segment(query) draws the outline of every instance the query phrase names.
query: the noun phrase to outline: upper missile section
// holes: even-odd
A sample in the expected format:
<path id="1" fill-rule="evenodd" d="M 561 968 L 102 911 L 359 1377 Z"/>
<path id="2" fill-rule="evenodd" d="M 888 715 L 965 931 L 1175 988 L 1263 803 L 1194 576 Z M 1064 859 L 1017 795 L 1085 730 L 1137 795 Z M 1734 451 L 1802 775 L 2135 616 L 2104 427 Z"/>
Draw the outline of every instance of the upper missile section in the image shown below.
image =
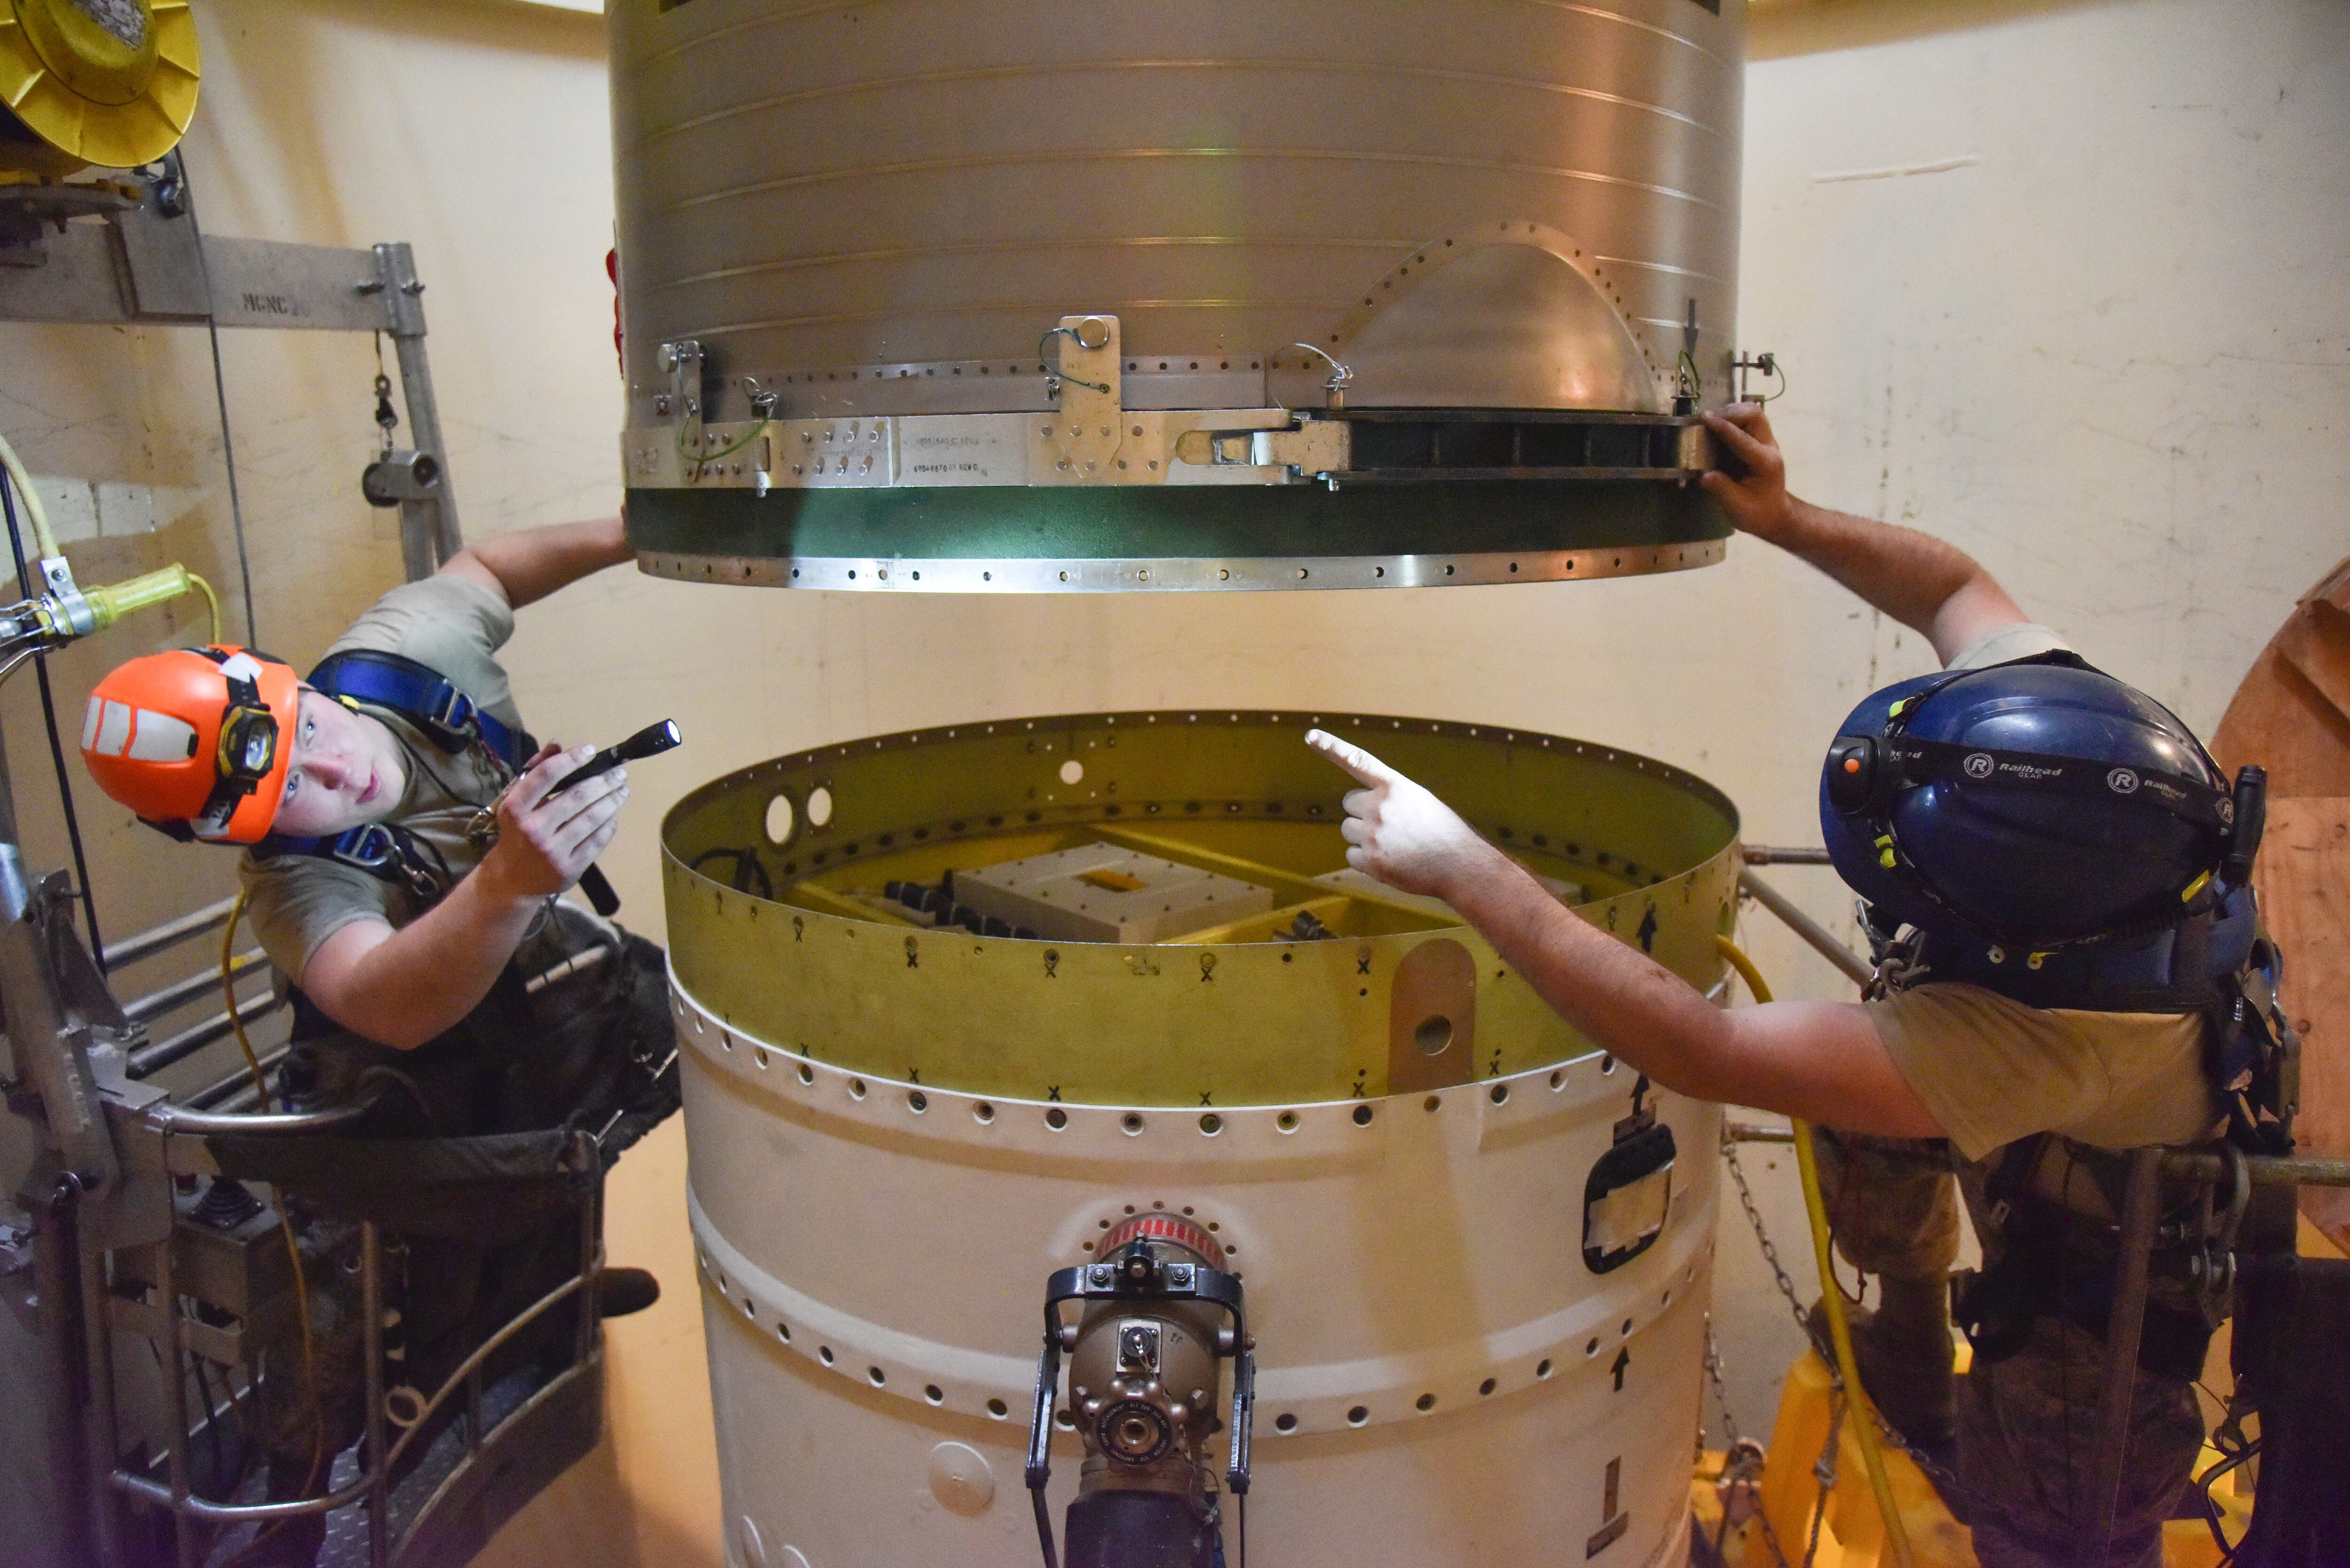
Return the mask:
<path id="1" fill-rule="evenodd" d="M 614 0 L 645 568 L 919 591 L 1669 570 L 1743 0 Z"/>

====================

**PROBLEM DESCRIPTION:** Return exactly the line containing "888 715 L 965" and every line after it, up to and including the final line of the entries above. Pictures stay out.

**ANSWER TO THIS PROBLEM:**
<path id="2" fill-rule="evenodd" d="M 888 715 L 965 931 L 1175 988 L 1263 803 L 1194 576 Z M 1064 859 L 1017 795 L 1085 730 L 1137 795 Z M 1734 451 L 1802 775 L 2135 616 L 2104 427 Z"/>
Draw the outline of every instance of the upper missile section in the image shown below.
image =
Return the mask:
<path id="1" fill-rule="evenodd" d="M 614 0 L 645 568 L 919 591 L 1669 570 L 1743 0 Z"/>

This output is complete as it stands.